- **THE REQUEST**: Please find each line in the entries below that contains the string "helmet", matching case exactly, and copy those lines out.

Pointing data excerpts
● ● ● ●

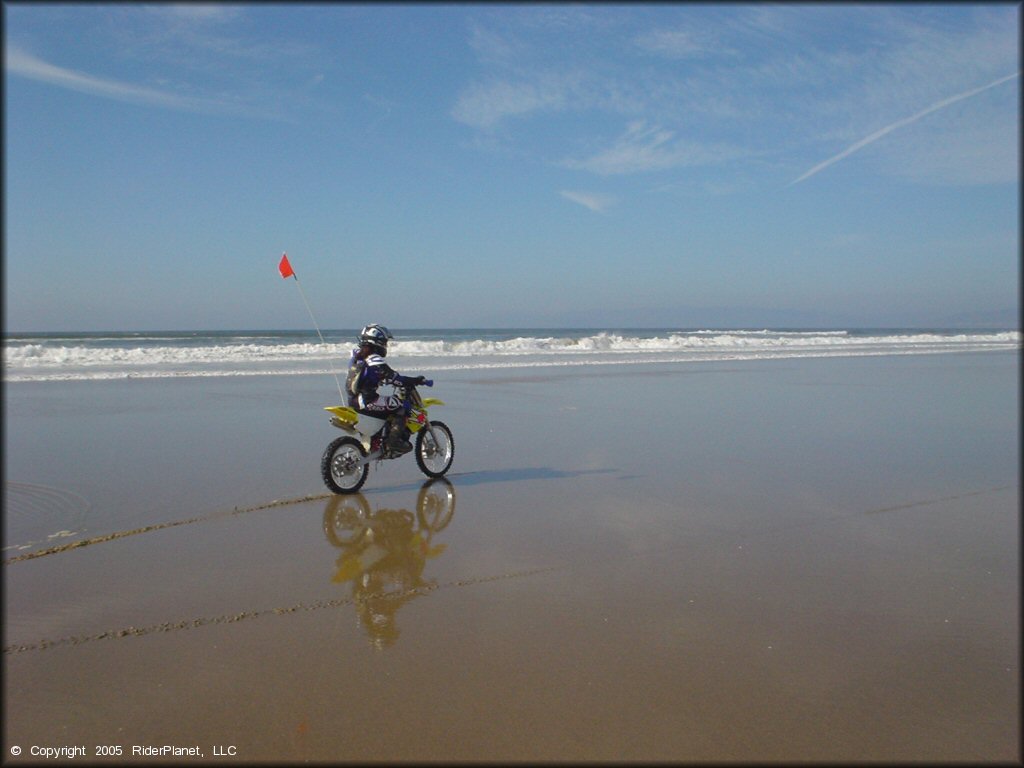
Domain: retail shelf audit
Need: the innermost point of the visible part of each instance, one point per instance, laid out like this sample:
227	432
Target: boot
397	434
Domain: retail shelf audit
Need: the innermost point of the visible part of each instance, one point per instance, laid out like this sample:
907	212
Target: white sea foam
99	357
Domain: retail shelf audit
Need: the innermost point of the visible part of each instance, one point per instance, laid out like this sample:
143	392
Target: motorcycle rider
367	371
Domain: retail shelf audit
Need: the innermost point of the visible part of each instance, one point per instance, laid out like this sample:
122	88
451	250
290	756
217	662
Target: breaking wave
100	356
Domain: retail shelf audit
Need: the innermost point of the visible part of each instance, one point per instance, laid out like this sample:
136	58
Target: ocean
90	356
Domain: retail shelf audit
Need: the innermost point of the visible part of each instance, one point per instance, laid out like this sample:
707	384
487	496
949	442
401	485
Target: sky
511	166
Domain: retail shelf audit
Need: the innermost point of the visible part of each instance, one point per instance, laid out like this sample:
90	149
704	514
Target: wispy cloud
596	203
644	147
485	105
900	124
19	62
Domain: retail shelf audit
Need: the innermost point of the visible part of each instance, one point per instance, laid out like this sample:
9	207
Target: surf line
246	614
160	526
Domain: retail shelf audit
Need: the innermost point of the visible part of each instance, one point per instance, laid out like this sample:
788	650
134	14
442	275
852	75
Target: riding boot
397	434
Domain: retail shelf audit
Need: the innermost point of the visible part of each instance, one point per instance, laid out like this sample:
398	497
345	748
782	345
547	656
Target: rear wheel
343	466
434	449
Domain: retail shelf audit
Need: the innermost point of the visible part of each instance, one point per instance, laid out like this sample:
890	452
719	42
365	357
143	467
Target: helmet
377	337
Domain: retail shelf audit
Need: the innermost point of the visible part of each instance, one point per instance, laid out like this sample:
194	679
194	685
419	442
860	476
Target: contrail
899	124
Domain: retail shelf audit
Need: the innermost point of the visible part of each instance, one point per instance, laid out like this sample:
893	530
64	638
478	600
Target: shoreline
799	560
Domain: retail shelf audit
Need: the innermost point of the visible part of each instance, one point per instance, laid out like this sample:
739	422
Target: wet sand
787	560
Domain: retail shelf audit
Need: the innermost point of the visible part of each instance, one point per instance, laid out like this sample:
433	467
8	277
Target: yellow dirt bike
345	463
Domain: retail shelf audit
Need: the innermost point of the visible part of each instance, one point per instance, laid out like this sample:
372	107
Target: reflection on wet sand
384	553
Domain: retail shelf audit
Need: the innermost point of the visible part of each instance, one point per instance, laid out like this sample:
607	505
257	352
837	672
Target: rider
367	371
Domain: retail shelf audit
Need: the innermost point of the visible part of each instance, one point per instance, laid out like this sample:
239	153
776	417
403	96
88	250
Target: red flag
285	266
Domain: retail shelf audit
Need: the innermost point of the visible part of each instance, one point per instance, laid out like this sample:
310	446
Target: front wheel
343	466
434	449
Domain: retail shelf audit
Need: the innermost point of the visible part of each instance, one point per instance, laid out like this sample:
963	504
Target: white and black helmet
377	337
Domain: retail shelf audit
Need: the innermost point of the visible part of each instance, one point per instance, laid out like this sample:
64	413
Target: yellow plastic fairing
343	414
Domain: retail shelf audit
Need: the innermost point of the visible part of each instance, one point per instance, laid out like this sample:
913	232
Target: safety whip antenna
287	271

● ● ● ●

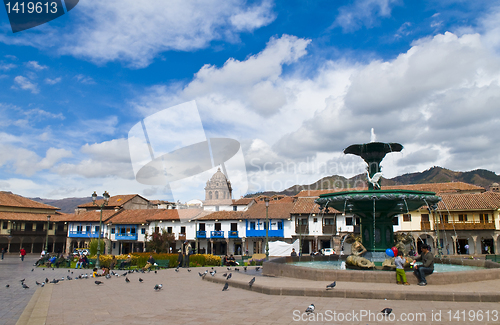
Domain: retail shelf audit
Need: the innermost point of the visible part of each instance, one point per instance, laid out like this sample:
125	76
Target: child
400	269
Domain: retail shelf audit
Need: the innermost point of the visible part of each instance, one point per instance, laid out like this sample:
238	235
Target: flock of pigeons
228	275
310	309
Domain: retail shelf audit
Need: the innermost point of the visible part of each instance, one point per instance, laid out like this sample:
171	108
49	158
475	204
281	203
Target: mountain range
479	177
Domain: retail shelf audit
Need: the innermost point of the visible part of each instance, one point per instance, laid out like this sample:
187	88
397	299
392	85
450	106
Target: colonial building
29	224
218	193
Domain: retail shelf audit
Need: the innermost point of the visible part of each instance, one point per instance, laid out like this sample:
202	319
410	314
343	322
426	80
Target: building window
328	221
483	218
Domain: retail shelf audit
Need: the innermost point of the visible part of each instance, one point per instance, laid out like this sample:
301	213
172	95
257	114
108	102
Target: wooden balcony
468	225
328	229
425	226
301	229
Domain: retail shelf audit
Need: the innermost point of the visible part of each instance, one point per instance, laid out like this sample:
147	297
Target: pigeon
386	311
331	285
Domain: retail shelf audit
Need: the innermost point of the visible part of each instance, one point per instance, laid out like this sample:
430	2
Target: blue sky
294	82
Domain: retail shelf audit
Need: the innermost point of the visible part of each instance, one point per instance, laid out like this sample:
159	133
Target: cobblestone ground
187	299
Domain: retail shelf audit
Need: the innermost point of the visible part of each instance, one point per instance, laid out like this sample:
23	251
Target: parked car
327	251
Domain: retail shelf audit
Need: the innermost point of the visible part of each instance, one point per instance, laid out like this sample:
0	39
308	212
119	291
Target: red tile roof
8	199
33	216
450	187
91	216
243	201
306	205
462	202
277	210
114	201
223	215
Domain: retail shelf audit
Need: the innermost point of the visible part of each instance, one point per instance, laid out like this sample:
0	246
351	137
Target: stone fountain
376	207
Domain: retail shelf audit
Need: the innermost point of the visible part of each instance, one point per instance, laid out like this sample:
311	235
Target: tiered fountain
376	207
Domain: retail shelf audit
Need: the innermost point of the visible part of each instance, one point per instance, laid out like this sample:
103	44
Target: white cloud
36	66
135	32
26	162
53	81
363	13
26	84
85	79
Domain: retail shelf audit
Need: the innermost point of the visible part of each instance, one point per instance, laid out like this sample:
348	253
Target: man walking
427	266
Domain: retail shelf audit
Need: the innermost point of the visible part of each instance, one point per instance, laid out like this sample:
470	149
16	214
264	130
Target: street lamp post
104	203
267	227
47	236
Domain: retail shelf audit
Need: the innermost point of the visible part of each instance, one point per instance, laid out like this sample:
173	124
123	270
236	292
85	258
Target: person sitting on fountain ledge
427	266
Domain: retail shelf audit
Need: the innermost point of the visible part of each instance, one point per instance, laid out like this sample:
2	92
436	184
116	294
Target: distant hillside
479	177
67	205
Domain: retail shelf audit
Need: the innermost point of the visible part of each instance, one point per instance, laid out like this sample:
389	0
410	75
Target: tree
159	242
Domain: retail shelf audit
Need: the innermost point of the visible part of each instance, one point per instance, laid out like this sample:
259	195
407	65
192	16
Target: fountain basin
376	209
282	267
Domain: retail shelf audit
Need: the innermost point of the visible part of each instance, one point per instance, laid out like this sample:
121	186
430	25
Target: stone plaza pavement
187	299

● ● ● ●

- **SOLUTION TO THIS EXERCISE**:
Target: helmet
Target: white and black helmet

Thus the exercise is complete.